Listed entries
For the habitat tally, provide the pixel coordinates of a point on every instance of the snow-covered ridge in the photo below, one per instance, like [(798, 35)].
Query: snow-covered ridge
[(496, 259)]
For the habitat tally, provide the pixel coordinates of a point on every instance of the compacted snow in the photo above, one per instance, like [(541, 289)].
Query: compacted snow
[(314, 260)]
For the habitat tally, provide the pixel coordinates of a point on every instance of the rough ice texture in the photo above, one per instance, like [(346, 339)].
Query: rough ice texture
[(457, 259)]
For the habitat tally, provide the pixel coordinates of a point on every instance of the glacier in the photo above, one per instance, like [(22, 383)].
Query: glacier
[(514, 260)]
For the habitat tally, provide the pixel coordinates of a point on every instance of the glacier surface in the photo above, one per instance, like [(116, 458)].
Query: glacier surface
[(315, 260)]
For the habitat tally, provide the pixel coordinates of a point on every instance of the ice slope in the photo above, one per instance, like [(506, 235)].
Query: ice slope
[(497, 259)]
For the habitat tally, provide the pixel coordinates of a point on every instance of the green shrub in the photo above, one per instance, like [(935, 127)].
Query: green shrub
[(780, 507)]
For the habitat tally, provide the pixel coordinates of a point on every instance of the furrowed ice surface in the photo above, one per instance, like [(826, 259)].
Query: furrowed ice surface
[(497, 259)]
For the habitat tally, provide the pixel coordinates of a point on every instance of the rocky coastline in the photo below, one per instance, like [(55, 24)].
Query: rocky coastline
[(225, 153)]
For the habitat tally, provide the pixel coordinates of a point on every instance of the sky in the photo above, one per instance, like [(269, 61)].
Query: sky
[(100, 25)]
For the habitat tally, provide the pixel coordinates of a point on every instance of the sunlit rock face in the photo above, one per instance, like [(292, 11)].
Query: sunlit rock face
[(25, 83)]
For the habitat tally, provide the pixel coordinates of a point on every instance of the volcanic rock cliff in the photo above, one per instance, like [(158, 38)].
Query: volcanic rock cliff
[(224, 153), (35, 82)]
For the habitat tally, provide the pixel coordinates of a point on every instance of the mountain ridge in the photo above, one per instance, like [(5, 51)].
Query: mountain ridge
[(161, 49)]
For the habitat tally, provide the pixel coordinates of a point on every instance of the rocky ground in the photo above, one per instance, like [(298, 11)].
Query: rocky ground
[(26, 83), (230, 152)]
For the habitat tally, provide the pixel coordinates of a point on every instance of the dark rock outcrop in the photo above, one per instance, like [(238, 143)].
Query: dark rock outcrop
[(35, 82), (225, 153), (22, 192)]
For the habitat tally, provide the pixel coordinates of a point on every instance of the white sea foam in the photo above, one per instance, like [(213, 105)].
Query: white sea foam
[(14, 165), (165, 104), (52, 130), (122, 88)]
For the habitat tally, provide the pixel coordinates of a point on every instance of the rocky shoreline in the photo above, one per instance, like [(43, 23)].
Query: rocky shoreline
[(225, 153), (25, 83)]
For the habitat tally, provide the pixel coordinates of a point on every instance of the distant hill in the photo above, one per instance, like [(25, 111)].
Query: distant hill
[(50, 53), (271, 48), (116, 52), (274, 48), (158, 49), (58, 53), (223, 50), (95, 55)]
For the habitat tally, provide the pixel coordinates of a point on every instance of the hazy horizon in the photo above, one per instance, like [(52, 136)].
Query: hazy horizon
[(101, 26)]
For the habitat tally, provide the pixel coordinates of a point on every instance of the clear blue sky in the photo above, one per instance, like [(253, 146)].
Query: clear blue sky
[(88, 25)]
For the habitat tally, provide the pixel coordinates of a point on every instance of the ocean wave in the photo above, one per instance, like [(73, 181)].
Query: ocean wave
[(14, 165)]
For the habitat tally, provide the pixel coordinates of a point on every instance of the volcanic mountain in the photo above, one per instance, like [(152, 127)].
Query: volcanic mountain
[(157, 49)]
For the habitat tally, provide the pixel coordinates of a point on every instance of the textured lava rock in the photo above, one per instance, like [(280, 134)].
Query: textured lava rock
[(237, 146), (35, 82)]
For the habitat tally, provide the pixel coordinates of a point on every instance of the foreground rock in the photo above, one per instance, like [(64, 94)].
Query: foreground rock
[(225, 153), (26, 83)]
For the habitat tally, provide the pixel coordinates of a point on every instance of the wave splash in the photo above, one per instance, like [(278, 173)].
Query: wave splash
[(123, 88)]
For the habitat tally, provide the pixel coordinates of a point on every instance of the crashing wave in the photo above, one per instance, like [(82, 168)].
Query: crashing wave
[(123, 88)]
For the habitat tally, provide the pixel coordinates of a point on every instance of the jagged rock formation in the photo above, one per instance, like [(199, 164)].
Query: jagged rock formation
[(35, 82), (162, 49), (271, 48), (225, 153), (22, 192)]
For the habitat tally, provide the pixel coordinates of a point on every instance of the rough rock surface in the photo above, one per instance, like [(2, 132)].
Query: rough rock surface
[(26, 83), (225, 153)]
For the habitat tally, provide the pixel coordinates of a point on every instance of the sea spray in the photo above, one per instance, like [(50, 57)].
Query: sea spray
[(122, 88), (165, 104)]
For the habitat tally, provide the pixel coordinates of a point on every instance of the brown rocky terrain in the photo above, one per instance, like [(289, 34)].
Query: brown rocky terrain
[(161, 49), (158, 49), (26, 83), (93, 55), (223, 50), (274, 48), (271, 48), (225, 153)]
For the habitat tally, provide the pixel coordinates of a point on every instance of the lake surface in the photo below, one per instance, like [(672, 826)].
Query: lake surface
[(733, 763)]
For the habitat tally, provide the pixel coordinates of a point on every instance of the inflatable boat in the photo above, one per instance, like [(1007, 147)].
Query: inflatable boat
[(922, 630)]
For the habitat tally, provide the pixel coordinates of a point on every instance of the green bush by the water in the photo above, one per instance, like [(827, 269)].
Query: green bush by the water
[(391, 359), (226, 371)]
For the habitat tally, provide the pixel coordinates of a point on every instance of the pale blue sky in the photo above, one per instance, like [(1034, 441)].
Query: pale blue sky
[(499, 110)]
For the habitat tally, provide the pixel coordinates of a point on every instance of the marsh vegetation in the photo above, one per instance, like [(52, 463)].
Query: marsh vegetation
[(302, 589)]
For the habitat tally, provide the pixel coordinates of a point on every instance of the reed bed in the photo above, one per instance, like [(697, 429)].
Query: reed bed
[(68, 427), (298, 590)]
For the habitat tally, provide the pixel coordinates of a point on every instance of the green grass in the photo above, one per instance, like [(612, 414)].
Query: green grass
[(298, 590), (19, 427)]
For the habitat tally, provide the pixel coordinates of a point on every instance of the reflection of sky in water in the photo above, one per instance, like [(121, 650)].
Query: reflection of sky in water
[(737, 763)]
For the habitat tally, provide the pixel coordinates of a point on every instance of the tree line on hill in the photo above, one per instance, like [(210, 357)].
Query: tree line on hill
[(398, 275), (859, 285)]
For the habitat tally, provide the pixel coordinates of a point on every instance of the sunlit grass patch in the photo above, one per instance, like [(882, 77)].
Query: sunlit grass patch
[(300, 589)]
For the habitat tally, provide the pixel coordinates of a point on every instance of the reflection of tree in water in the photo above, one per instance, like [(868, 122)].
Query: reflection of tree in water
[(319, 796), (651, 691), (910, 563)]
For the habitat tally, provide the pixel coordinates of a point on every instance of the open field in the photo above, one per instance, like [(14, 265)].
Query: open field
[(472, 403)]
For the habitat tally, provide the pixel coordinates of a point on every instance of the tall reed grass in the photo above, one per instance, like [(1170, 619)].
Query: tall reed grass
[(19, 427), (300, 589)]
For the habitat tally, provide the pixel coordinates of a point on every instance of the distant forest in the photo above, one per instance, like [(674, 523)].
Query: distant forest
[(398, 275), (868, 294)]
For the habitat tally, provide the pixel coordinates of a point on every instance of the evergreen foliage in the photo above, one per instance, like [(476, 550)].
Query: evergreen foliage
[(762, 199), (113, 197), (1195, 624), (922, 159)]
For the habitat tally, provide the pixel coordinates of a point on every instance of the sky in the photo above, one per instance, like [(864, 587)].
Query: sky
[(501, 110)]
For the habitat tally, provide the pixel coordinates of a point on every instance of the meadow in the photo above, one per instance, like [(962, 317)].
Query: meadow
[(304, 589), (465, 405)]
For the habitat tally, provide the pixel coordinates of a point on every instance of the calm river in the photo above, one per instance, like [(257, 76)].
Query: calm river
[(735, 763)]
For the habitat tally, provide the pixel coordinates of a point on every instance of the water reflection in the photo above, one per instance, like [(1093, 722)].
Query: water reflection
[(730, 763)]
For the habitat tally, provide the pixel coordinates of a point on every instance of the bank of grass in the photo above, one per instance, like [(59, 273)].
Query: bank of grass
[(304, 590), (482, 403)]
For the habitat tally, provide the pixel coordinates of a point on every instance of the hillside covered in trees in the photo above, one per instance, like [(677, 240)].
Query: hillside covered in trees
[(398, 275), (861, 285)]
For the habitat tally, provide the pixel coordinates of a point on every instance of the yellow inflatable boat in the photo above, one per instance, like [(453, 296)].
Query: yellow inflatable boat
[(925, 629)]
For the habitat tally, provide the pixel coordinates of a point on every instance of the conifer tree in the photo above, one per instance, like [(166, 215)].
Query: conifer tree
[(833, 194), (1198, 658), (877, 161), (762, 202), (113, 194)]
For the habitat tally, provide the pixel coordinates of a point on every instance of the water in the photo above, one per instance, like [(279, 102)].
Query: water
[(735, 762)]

Goal
Return only the lines running from the line with "like [(59, 273)]." to the last line of the records, both included, exactly as written.

Solution for this task
For the habitat tally, provide the pixel coordinates of a point on every instance of the bank of grass in the photo above, one per instance, like [(59, 273)].
Query: bank of grass
[(304, 590), (482, 403)]
For the habitat tally, provide the pixel coordinates of a point on every instance of the hillside covered in trees in the photo above, one per instance, like [(677, 240)].
Query: hillside covered in trees
[(398, 275), (861, 285)]
For the habitat tally, provide the pixel coordinates of a point on every instance of the yellow inflatable boat in the photo above, one per instance, like [(453, 296)].
Query: yellow inflatable boat
[(925, 629)]
For the habitat tally, provide the pixel coordinates of a point on every instance of the conifer tree in the photo above, one per instance, like [(166, 215)].
Query: conifer tree
[(833, 194), (1198, 658), (877, 161), (762, 202), (113, 194)]
For the habitat tally, provide the pixel coordinates of a point on every instance of the water in the photo above, one per instance, like [(279, 102)].
Query: water
[(735, 762)]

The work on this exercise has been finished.